What this task involves:
Continue the article on trucking fleets moving from AOBRD to ELD systems, picking up after its final sentence.

Document section:
########################################
Wilson also emphasized telematics data as a window into maintenance intervals that could deliver “conditional versus interval-type maintenance – when does your filter really need to be changed?”
Samsara Director of Product Management Michael Ross said that he believed basic ELD functionality “will become commoditized over time,” with little opportunity to differentiate products within it. The best question for fleets to ask of their providers, then, may be just how the provider can “build on top of that to help you,” he said. Ross saw plenty of opportunity for fleets of all sizes “to coach drivers” toward better safety outcomes. And “when you can integrate an ELD with an asset tracker, [and] integrate that with a camera. …. An incident in [or around] the truck: you know how exactly what happened.”
The transition between AOBRD and ELD specs will vary depending on the operation and the device.
Nick Davies, Global Director of Technical Sales for Fleet Complete, owner of the BigRoad ELD system popular with owner-operators, said Fleet Complete had seen larger fleets jumping into the transition earlier than its small fleet customers, perhaps reflective of the size and scale of their operations and ensuing complexity.
For any size operation, though, he recommended having “a champion in the organization who is a driver and understands the differences” in AOBRD and ELD specs, including procedures for handling edits, yard moves, personal conveyance mode and more.
########################################
Extracted information:
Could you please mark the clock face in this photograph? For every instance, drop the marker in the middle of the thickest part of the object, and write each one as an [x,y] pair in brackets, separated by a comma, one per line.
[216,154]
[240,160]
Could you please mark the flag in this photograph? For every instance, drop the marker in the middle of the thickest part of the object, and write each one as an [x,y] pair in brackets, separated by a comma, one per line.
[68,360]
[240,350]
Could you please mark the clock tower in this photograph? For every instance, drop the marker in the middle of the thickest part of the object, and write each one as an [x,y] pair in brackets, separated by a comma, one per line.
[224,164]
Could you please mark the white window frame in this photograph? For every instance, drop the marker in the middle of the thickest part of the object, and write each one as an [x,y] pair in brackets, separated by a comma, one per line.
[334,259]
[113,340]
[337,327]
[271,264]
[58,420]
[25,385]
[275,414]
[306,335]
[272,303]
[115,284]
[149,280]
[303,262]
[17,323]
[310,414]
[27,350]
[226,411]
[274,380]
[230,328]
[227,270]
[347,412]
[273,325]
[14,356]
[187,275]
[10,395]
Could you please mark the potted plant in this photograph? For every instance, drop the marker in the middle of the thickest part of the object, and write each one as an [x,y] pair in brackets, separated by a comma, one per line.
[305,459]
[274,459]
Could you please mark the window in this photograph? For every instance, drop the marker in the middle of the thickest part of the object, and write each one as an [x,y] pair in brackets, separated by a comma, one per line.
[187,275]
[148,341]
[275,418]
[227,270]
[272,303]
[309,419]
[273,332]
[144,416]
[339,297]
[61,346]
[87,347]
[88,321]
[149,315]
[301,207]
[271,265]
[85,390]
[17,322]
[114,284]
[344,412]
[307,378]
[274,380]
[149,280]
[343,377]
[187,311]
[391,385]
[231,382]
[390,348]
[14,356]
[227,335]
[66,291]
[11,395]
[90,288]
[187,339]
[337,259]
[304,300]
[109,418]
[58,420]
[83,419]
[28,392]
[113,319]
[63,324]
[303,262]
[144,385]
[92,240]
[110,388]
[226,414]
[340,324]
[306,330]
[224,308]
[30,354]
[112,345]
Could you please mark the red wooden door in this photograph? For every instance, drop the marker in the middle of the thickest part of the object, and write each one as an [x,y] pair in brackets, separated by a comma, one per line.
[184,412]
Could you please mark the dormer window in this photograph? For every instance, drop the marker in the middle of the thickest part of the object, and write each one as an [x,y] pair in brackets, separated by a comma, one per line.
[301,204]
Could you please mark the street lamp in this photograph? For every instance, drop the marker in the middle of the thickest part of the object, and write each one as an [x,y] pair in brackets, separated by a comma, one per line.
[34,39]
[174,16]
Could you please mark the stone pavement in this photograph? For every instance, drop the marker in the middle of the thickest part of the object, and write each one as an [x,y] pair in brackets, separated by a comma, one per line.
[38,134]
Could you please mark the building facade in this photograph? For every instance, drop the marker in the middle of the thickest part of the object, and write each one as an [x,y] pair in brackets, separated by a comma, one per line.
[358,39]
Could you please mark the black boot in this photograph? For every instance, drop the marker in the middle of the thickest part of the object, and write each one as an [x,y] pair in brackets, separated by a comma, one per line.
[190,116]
########################################
Answer to this exercise:
“Start moving over early,” Davies added. “Do a check-in with your ELD provider: Is the hardware sufficient for the ELD mandate?”
Have high expectations for customer support from any provider, noted Ken Evans of Konexial, addressing a point of contention for some motor carriers since the early days of the mandate. “You should have an expectation of your tech provider that systems work 24/7 without any degradation of support – I can’t see a situation where your provider should have some kind of outage. The way the cloud works, you should be able to have redundancy.”
Said Wilson with Pedigree: “All of us up here have 99.9% as a goal for uptime.”
And, added Davies of Fleet Complete, “The onus is on us to provide hardware that doesn’t fail,” that “will last and stand up to the rigors of trucking,” particularly given the risk of being in violation of or having to request extension after extension to the eight days FMCSA gives carriers to replace a malfunctioning device.